#### SET PROBLEM:
Repeat every item below word for word, changing nothing.

#### MATERIAL SUPPLIED:
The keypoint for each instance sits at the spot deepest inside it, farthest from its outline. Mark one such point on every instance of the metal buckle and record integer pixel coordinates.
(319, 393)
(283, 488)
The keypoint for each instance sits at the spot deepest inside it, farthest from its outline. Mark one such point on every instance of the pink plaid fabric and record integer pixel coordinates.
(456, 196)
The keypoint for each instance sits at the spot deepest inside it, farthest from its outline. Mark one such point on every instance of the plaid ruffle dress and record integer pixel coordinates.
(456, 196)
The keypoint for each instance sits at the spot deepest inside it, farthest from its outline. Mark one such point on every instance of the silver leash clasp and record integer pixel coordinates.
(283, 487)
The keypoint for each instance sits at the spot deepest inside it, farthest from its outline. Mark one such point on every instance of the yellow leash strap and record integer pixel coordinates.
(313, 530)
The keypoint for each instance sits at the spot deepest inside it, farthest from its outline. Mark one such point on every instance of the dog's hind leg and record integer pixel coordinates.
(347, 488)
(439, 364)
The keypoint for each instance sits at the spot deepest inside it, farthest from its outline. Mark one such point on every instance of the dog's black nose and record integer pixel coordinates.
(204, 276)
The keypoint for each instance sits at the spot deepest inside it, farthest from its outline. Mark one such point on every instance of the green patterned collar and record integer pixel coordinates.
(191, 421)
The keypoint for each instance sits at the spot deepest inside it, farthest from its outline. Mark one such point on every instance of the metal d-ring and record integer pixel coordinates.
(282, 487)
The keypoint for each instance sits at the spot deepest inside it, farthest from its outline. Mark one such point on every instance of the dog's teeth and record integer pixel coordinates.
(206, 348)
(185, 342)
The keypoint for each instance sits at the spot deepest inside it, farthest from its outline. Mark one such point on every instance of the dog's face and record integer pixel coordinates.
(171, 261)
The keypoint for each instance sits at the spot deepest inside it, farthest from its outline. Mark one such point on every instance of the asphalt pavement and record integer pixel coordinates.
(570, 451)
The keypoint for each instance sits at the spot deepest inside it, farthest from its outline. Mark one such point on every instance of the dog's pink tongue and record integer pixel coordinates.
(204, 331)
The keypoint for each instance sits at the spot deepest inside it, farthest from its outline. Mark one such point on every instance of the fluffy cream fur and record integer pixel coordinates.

#### RESULT BELOW:
The keypoint for each instance sits at the spot deepest inside it, farthest from its outline. Mark one such point on every instance of the metal buckle and record integer pixel coordinates.
(319, 393)
(283, 488)
The keypoint for each instance sits at the spot deepest inside it, farthest from its outline. Mark one such point on every instance of the pink plaid fabric and record integer pixel coordinates.
(456, 196)
The keypoint for each instance sits at the spot deepest inside it, farthest from its outline. Mark one such point on every instance of the plaid ruffle dress and record integer pixel coordinates.
(456, 196)
The keypoint for each instance sits at the spot deepest inside it, farthest from its outline. Mark one such point on every instance of the silver leash clasp and record integer pixel coordinates.
(283, 487)
The keypoint for each instance sits at the spot deepest inside it, farthest from its outline. Mark one such point on every instance of the yellow leash strap and record integer pixel coordinates.
(313, 530)
The keypoint for each instance sits at the spot deepest inside it, farthest from its outline. Mark one such point on every instance of the dog's hind leg and record integer pixel coordinates.
(347, 488)
(439, 364)
The keypoint for each instance sits at the spot deepest inside it, farthest from its outline. Mark one such point on every instance of the dog's black nose and record integer pixel coordinates.
(204, 276)
The keypoint for each instance sits at the spot deepest inside it, farthest from its outline. Mark one such point on every instance of the green patterned collar and record integer pixel coordinates.
(191, 421)
The keypoint for each instance sits at the spot deepest inside it, farthest from its outline. Mark one such point on every instance of the metal d-ring and record integer pixel coordinates.
(282, 487)
The keypoint for each instance sits at the spot deepest inside it, farthest from its outline. Mark one such point on every instance of the dog's teeth and record integer pixel coordinates.
(206, 348)
(185, 342)
The keypoint for each instance sits at the spot deepest inside it, farthest from its outline. Mark one such point on every instance of the dog's face and record integer pixel coordinates.
(171, 261)
The keypoint for each instance sits at the spot deepest inside it, farthest from its outline. Mark one such point on every instance of the asphalt pavement and record integer pixel coordinates.
(570, 451)
The keypoint for each instance sits at the spot deepest inside it, farthest from its outline. Mark one such point on every instance of the dog's pink tongue and record integer pixel coordinates.
(204, 331)
The keypoint for each instance sits at the spot deepest inside it, farthest from its outline. Mark one such point on every instance of the fluffy cream fur and record integer pixel coordinates.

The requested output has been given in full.